*OBJECTIVE:* Please render the records from the line containing "point_to marks one point per instance of the utility" through the line containing "column 142, row 158", both included, as a Markdown table with the columns No. and Text. Give each line its own numbered row and leave out blank lines.

*RECORD EXTRACTS:*

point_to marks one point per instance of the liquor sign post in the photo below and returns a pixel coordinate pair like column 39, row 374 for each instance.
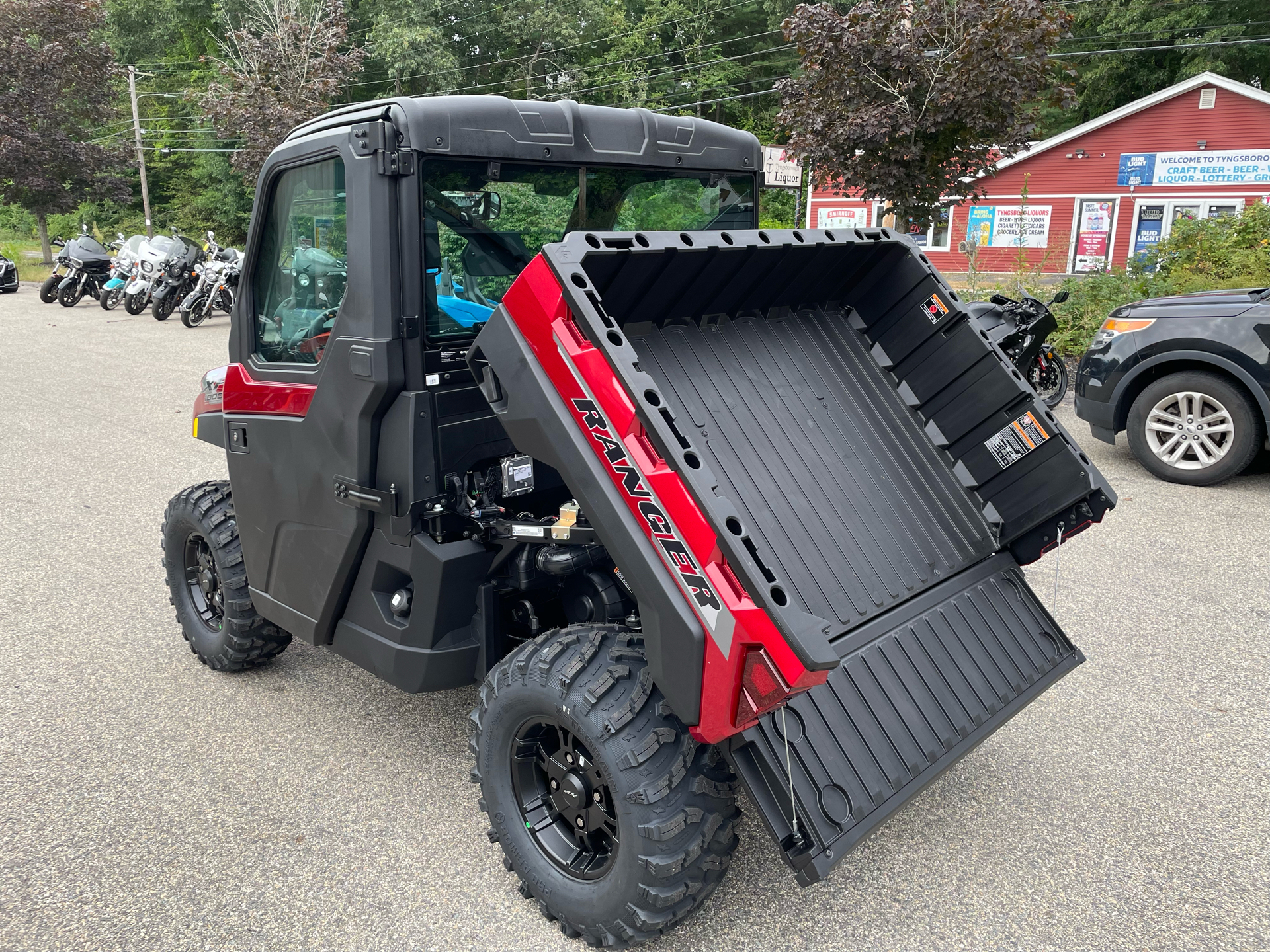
column 780, row 172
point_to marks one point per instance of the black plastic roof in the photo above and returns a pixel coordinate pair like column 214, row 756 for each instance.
column 495, row 127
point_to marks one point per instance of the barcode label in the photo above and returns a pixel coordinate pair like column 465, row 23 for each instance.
column 1016, row 441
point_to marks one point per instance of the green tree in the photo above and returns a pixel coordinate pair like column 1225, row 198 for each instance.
column 281, row 63
column 55, row 92
column 916, row 100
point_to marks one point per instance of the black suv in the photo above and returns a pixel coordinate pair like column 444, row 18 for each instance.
column 1188, row 377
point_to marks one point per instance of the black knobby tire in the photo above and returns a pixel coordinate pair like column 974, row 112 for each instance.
column 70, row 295
column 222, row 625
column 196, row 314
column 672, row 801
column 161, row 307
column 1245, row 418
column 134, row 303
column 48, row 290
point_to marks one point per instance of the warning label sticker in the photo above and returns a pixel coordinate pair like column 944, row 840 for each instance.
column 1016, row 441
column 935, row 309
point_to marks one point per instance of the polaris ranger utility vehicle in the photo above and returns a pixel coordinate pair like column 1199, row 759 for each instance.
column 521, row 395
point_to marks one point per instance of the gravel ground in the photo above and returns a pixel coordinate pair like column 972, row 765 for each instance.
column 151, row 804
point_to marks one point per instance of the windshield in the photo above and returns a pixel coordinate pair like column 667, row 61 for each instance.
column 486, row 221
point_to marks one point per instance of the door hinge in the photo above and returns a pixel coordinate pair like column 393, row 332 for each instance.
column 382, row 140
column 378, row 500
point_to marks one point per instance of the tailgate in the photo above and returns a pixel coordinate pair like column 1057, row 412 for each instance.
column 917, row 690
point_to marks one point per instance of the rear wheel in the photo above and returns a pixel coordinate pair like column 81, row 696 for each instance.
column 111, row 298
column 610, row 814
column 1195, row 428
column 161, row 307
column 48, row 290
column 207, row 582
column 70, row 295
column 135, row 303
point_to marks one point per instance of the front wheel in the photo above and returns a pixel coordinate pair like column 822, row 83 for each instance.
column 196, row 314
column 207, row 582
column 161, row 307
column 610, row 814
column 70, row 295
column 1048, row 377
column 48, row 290
column 111, row 298
column 1194, row 428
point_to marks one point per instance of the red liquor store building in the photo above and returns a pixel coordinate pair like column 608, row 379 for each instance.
column 1103, row 190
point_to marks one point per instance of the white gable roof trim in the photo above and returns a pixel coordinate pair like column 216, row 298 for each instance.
column 1205, row 79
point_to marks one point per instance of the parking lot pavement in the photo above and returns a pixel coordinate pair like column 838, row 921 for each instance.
column 150, row 804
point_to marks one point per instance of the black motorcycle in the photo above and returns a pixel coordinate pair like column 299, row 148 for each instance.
column 62, row 266
column 1020, row 329
column 89, row 268
column 178, row 277
column 8, row 276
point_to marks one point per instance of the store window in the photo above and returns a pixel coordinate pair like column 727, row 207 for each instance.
column 937, row 237
column 1154, row 221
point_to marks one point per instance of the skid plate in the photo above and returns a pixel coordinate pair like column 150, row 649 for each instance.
column 917, row 690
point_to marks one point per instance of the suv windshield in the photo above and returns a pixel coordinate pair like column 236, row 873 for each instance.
column 486, row 221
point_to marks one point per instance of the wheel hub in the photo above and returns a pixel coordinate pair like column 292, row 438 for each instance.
column 566, row 799
column 1189, row 430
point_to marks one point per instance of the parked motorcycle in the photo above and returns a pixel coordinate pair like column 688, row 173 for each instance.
column 122, row 270
column 218, row 284
column 177, row 277
column 89, row 267
column 62, row 266
column 8, row 276
column 151, row 255
column 1020, row 329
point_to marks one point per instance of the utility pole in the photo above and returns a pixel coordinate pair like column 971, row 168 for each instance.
column 142, row 158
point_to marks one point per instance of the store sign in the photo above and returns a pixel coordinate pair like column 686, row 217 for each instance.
column 1151, row 226
column 842, row 219
column 1009, row 225
column 1094, row 237
column 780, row 172
column 1199, row 168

*TASK OUTPUT:*
| No. | Text |
|---|---|
| 1 | point_to marks one point per instance of the utility pole in the photo above and returns a pixel coordinate pair like column 971, row 168 for each instance. |
| 2 | column 142, row 158 |